-- TEXTE À LIRE --
%%
Ils soutiennent que les demandes présentées par la société Allianz IARD sont recevables sur le fondement de l'article L121-12 du code des assurances puisqu'elle a indemnisé ses assurés en exécution du contrat d'assurance multirisques habitation et se trouve subrogée dans les droits des consorts [A].

Ils indiquent qu'il y a lieu d'entériner les conclusions de l'expert judiciaire qui a dit que la société ENEDIS était responsable du sinistre puisque l'origine de l'incendie se situait au niveau des composants de liaison entre le câble d'alimentation ERDF et le compteur ERDF et donc sur un ouvrage réalisé par ENEDIS.

Aux termes de ses conclusions communiquées par voie électronique le 28 octobre 2022, la société ENEDIS anciennement dénommée ERDF demande à la cour de :

- à titre principal,

- sur la recevabilité des demandes des appelants,

- constater la défaillance de la société Allianz IARD dans l'apport de la preuve du règlement effectif des indemnités d'assurances pour lesquelles elle se prétend subrogée,

- la déclarer irrecevable au titre de son action fondée sur la subrogation légale de l'article L 121-12 du code des assurances et de l'article 1346 du code civil et l'en débouter,

- la déclarer irrecevable au titre de son action fondée sur la subrogation conventionnelle et l'en débouter,

- la déclarer irrecevable au titre de son recours indemnitaire fondé sur la théorie de l'enrichissement injustifié et l'en débouter,

- constater que la demande de condamnation de la société ENEDIS à payer aux époux [A] la somme complémentaire de 323 000 euros présentée pour la première fois à titre subsidiaire en cause d'appel dans le cadre de leurs conclusions récapitulatives n° 4 est irrecevable car nouvelle et frappée de prescription depuis le 5 juillet 2020,

- la déclarer irrecevable,

- subsidiairement si la cour estime que la société Allianz IARD apporte la preuve du règlement effectif des indemnités entre les mains des époux [A] ou de tiers, par délégation de paiement,

- constater l'absence de concomitance entre les règlements prétendument effectués entre le 26 juillet 2012 et le 10 octobre 2013 pour un montant total de 41 135,94 euros et la quittance subrogative signée par les époux [A] le 6 décembre 2013,

- en conséquence déduire de l'assiette de la subrogation la somme de 41 135,94 euros,

- sur le fond,

- confirmer le jugement en ce qu'il a débouté la société Allianz IARD et les époux [A] et leurs enfants de l'ensemble de leurs demandes,

- débouter la société Allianz IARD et les époux [A] et leurs enfants de leurs demandes formées contre elle sur le fondement de l'article 1792 et suivants du code civil,

- les débouter de leurs demandes dès lors que la preuve de la cause certaine et irréfragable de l'incendie n'est pas démontrée par le rapport d'expertise judiciaire,

- débouter les co-intimés des demandes présentées à l'encontre de ENEDIS,

- condamner la société Allianz IARD à lui payer la somme de 20 000 euros au titre de l'article 700 du code de procédure civile et aux dépens sous le bénéfice de la distraction,

- à titre subsidiaire, uniquement si la société Allianz IARD est jugée recevable en son action et si la cour entérine le rapport d'expertise de M. [L],

- déduire de l'assiette de cette indemnisation la somme de 41 135,94 euros au titre des règlements qui seraient intervenus avant la régularisation de la quittance subrogative par les époux [A] le 6 décembre 2013,

- limiter l'indemnisation à verser à la société Allianz IARD à la somme de 281 644,66 euros,

- débouter les consorts [A] de leur demande indemnitaire de 20 000 euros par personne au titre du préjudice de jouissance,

- limiter l'indemnisation due au titre de la perte de contenu à la somme de 72 044 euros chiffrée à dire d'expert dans le cadre de l'expertise judiciaire,

- constater leur carence dans la charge de la preuve du chiffrage du surplus de ce poste indemnitaire,

- limiter leur préjudice de jouissance à la somme de 15 068 euros,

- fixer après déduction des indemnités immédiates et différées perçues de la société Allianz IARD l'indemnisation globale de leurs préjudices non indemnisés à la somme de 17 434,50 euros,

- dire et juger que les intérêts au taux légal ne pourraient commencer à courir le cas échéant qu'à compter de la date du dépôt du rapport d'expertise [L] le 2 juillet 2015,

- débouter la société Allianz IARD de sa demande formulée au titre de l'article 700 du code de procédure civile.
%%
-- RELEVÉS EXTRAITS --
%%
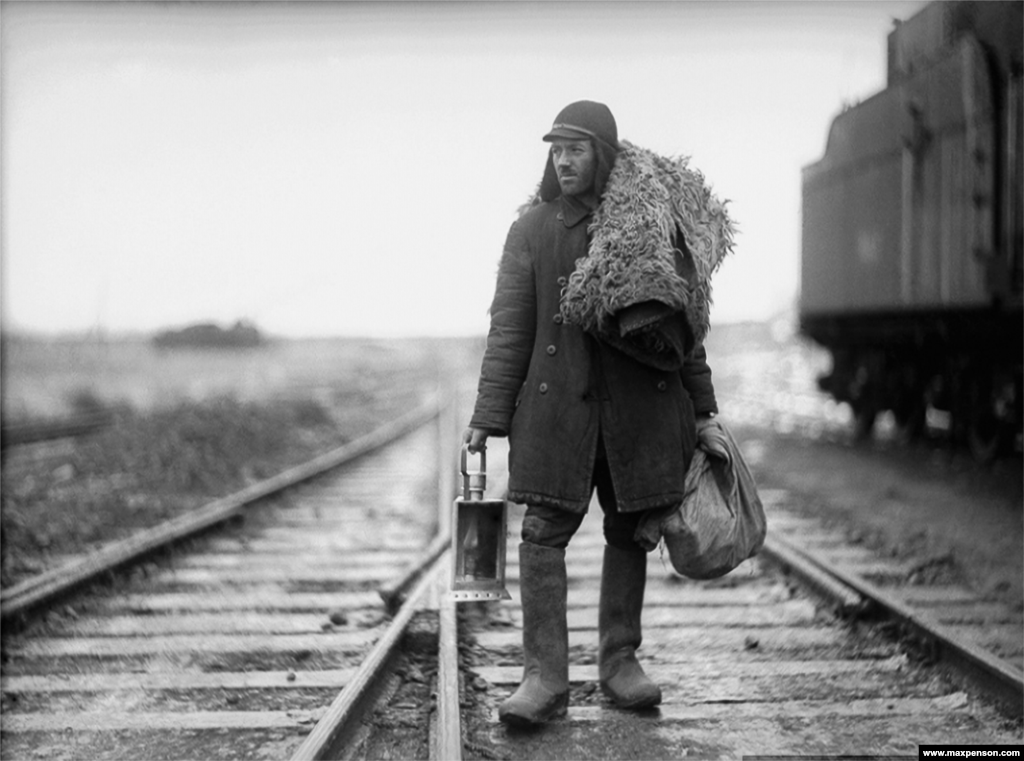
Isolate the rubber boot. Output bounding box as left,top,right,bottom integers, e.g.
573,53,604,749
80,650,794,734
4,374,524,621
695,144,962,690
498,542,569,726
597,546,662,709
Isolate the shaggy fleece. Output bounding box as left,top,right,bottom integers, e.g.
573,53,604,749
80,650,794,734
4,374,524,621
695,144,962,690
561,140,735,343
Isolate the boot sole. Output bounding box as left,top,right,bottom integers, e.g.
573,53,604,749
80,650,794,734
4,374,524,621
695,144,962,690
498,692,569,727
601,684,662,711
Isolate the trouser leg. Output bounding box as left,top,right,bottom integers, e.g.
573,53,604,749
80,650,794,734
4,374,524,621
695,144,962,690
594,444,662,709
598,545,662,709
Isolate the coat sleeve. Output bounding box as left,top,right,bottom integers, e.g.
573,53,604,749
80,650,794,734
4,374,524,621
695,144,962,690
469,223,537,436
680,344,718,415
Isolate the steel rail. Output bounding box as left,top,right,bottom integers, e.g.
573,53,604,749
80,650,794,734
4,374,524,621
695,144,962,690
765,537,1024,713
0,394,451,622
291,389,461,761
0,412,114,449
291,555,445,761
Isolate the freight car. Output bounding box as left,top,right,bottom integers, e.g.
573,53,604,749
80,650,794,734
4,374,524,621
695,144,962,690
800,0,1024,459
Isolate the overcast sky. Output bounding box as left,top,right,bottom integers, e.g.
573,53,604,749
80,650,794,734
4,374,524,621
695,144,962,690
0,0,925,336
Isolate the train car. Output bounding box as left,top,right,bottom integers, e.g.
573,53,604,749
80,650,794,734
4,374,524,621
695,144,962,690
800,0,1024,459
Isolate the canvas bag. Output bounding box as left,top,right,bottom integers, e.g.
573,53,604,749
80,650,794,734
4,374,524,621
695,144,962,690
636,421,768,579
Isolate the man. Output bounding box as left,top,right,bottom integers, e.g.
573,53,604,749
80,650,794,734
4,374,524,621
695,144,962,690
464,100,731,725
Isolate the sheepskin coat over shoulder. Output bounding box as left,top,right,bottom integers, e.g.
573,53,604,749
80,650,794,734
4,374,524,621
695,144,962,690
560,140,734,344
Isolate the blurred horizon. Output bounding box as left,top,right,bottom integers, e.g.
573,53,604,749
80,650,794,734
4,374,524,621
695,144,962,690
0,0,927,338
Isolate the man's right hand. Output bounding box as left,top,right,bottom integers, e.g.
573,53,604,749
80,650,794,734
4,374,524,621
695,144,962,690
462,428,487,455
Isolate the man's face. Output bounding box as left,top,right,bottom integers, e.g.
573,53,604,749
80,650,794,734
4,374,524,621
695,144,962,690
551,137,597,196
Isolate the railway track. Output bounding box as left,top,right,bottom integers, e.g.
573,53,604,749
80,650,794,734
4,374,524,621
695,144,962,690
2,395,1024,761
0,399,454,760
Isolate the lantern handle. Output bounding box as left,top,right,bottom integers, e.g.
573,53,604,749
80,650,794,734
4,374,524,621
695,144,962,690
461,443,487,501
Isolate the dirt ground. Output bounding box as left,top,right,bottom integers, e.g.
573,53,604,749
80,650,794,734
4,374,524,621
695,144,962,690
734,427,1024,610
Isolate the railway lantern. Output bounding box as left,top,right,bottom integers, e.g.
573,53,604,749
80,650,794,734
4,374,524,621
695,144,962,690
452,446,511,602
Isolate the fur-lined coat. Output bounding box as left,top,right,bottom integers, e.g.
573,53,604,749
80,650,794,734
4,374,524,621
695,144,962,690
470,141,731,512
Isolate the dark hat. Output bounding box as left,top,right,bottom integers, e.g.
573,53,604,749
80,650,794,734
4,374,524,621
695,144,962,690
544,100,618,151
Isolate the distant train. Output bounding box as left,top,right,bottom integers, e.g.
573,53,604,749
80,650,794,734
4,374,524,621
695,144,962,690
800,0,1024,459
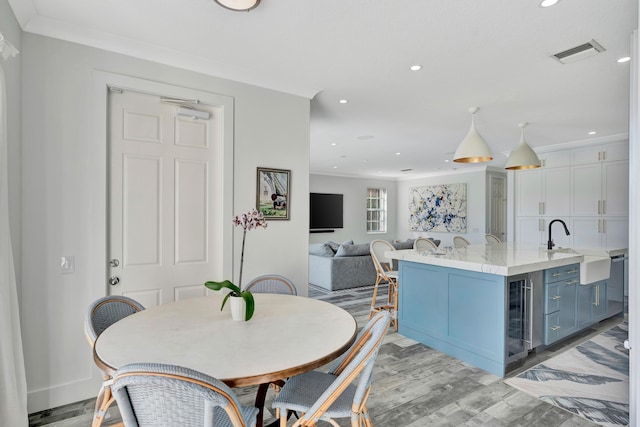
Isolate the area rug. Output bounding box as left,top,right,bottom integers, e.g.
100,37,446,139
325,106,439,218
505,321,629,426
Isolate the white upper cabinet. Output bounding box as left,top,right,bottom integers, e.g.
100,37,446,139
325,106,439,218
514,141,629,249
601,160,629,216
539,150,573,169
516,169,543,216
572,141,629,165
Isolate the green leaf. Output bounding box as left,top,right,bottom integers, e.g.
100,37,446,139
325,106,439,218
204,280,242,297
240,291,255,320
220,292,231,311
204,280,245,314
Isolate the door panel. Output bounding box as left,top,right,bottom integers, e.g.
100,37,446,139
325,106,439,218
109,91,222,307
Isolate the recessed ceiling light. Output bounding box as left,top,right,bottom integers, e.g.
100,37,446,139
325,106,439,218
540,0,558,7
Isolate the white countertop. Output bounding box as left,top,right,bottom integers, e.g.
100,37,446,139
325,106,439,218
386,243,584,276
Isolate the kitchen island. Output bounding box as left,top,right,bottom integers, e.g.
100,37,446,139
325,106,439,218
387,243,583,377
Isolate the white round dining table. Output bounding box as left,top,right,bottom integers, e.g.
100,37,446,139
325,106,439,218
94,293,357,387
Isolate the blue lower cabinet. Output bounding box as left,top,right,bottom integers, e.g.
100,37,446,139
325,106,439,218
398,261,507,376
578,280,607,327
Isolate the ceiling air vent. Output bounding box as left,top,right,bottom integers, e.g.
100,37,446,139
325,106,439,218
551,40,606,64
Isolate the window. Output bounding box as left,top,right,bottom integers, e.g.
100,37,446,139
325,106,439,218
367,188,387,233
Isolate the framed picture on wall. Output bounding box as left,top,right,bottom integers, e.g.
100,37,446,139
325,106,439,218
256,167,291,219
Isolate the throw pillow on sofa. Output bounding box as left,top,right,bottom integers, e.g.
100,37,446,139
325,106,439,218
393,239,414,250
336,243,371,257
309,243,335,258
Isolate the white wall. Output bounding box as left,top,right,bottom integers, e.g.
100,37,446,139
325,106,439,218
0,0,22,298
18,31,309,412
307,175,397,243
396,168,487,246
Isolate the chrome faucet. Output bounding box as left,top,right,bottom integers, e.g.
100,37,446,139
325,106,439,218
547,219,571,250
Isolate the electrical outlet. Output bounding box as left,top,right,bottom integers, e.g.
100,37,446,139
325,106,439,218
60,255,76,274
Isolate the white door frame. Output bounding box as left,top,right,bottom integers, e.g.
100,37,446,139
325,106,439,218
88,70,234,299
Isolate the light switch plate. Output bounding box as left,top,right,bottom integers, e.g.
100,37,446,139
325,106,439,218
60,255,76,274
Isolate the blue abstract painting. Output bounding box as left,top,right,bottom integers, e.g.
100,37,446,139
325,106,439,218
409,184,467,233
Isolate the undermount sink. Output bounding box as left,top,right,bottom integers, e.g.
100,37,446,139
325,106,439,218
548,248,611,285
580,255,611,285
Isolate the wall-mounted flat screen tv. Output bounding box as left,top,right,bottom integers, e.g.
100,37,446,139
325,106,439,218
309,193,342,230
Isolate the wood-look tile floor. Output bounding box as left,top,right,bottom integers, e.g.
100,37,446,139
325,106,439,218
29,288,623,427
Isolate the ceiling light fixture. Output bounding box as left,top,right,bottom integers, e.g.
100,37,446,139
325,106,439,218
504,123,540,170
453,107,493,163
540,0,558,7
214,0,260,12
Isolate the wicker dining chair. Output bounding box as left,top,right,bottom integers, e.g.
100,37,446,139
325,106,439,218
84,295,144,427
245,274,298,295
111,363,258,427
369,240,398,331
413,237,438,252
273,311,391,427
484,234,501,245
453,236,469,248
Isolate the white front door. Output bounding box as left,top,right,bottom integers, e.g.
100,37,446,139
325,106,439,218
107,90,222,307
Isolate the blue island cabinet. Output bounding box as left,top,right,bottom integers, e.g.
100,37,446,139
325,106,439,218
398,261,508,377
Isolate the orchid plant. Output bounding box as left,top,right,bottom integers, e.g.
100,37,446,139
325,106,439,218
204,209,267,320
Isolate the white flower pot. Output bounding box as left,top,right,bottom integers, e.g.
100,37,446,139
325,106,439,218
229,297,247,321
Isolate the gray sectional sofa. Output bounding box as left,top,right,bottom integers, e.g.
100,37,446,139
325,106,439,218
309,240,439,291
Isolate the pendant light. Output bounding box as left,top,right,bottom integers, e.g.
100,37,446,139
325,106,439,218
214,0,260,12
504,123,540,170
453,107,493,163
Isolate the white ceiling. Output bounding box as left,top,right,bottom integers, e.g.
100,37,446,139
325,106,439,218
9,0,638,179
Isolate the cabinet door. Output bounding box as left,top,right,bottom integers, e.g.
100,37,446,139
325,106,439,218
602,160,629,216
515,217,544,245
604,217,629,249
572,164,602,216
542,168,571,216
569,217,604,248
541,150,573,169
573,145,602,165
560,279,578,336
516,169,542,216
601,141,629,162
592,280,607,322
577,285,594,328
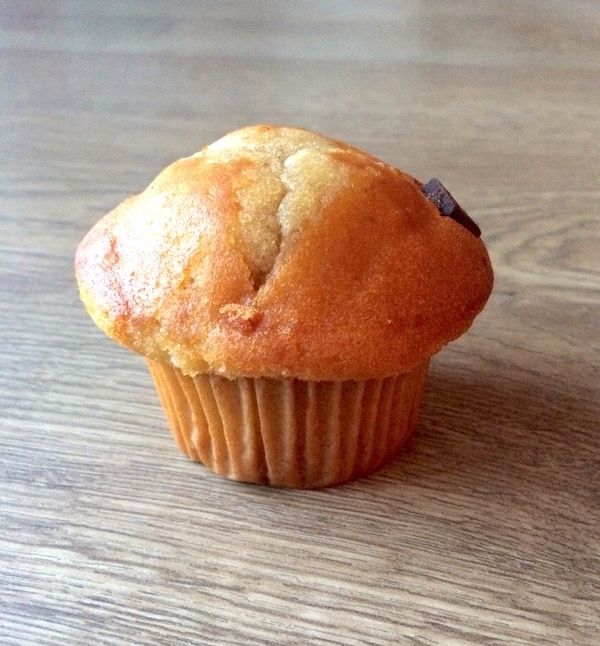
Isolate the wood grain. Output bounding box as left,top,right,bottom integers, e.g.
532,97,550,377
0,0,600,646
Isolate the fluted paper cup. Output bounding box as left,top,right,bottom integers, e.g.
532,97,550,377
148,360,429,489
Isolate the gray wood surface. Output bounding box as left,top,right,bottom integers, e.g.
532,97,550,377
0,0,600,646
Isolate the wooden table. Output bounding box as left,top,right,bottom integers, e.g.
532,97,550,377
0,0,600,646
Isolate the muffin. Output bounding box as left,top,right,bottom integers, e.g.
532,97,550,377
75,125,493,488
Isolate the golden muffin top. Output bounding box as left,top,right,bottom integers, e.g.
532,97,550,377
76,126,493,380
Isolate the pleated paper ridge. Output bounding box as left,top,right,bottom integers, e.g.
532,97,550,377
148,360,428,488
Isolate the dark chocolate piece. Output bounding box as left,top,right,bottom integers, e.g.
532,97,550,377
421,177,481,238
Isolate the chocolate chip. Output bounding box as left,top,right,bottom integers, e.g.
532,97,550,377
421,177,481,238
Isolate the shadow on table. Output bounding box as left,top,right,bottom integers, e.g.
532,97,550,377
373,368,600,486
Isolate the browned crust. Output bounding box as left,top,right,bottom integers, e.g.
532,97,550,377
76,127,493,380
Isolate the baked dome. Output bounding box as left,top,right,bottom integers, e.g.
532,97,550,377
76,126,493,380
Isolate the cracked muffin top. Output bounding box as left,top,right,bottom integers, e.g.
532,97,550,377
75,126,493,380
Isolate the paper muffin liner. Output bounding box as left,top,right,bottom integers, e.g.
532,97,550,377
148,359,429,488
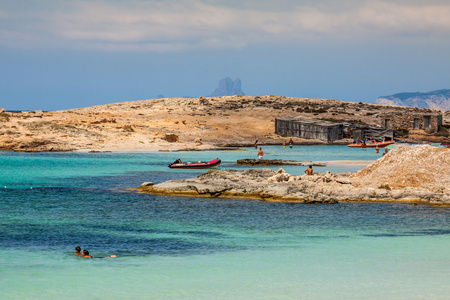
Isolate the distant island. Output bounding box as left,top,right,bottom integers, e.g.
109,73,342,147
375,89,450,110
0,95,450,152
210,77,245,97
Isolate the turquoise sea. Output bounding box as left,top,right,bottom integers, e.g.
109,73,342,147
0,146,450,299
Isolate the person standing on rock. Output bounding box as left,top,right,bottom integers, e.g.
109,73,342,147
305,166,313,175
258,148,264,159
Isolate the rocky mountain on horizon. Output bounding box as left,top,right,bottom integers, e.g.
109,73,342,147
375,89,450,110
210,77,245,97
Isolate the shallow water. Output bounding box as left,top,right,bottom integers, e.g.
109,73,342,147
0,146,450,299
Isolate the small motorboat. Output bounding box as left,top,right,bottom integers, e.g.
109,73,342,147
169,158,222,169
347,140,395,148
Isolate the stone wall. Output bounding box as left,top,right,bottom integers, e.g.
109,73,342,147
381,113,442,133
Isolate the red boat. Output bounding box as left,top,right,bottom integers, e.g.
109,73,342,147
347,140,395,148
169,158,222,169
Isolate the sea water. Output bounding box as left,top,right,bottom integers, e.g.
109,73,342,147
0,146,450,299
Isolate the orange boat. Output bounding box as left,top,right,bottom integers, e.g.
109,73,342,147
169,158,221,169
347,140,395,148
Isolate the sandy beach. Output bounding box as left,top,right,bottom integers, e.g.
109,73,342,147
0,96,450,152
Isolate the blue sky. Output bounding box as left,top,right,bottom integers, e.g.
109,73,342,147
0,0,450,110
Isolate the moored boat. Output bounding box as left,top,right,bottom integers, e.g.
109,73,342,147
169,158,222,169
347,140,395,148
%%
-- TRAVAIL DEMANDÉ --
1 - Relevez toutes les dates calendaires distinctes mentionnées dans le texte sur le litige opposant ENEDIS à la société Allianz IARD, dans leur ordre d'apparition.
2 - D'après le texte sur le litige opposant ENEDIS à la société Allianz IARD, à quelle somme ENEDIS demande-t-elle de limiter l'indemnisation à verser à la société Allianz IARD ?
3 - Poursuivez le texte sur le litige opposant ENEDIS à la société Allianz IARD à partir de sa dernière phrase.

-- RÉPONSES --
1 - 28 octobre 2022 ; 5 juillet 2020 ; 26 juillet 2012 ; 10 octobre 2013 ; 6 décembre 2013 ; 2 juillet 2015.

2 - 281 644,66 euros.

3 -
Elle invoque l'irrecevabilité des demandes de la société Allianz IARD au motif d'une part que la preuve de la subrogation de cet assureur n'est pas rapportée faute d'établir la réalité du paiement effectif de l'indemnité d'assurance aux consorts [A] et d'autre part en raison de la prescription du recours subsidiaire présenté par les époux [A].

Elle soutient que la demande subsidiaire des époux [A] en indemnisation de leur préjudice est irrecevable en application de l'article 564 du code de procédure civile comme étant nouvelle en cause d'appel.

Sur le fond elle conclut à son absence de responsabilité dans l'incendie litigieux. Elle indique qu'il ne fait aucun doute que l'incendie est d'origine électrique ; que le point de départ du sinistre est localisé sur le mur intérieur droit du garage du pavillon des époux [A] ; que l'expert, qui n'est pas un spécialiste des incendies, se trompe cependant sur la cause du sinistre et qu'il aurait été opportun qu'un sapiteur en incendie soit nommé aux cotés de M. [L].

Elle ajoute que l'absence de démonstration d'une cause certaine de l'incendie qui lui serait imputable doit conduire la cour à débouter les appelants de leurs demandes dirigées contre elle.

Aux termes de ses conclusions communiquées par voie électronique le 13 décembre 2021, la société Engestrami demande à la cour de :

- confirmer le jugement entrepris,

- y ajoutant,

- débouter les consorts [A], les sociétés Allianz IARD, Aviva et ENEDIS de l'intégralité de leurs demandes,

- condamner in solidum tout succombant à lui verser la somme de 4 000 euros sur le fondement de l'article 700 du code de procédure civile et aux dépens sous le bénéfice de la distraction.

Elle fait valoir que l'expert judiciaire a exclu la responsabilité du constructeur dans la survenance de l'incendie considérant qu'aucun désordre de nature décennal n'était à l'origine de celui-ci. Elle ajoute qu'elle n'est pas non plus responsable du sinistre sur le fondement de la responsabilité de droit commun.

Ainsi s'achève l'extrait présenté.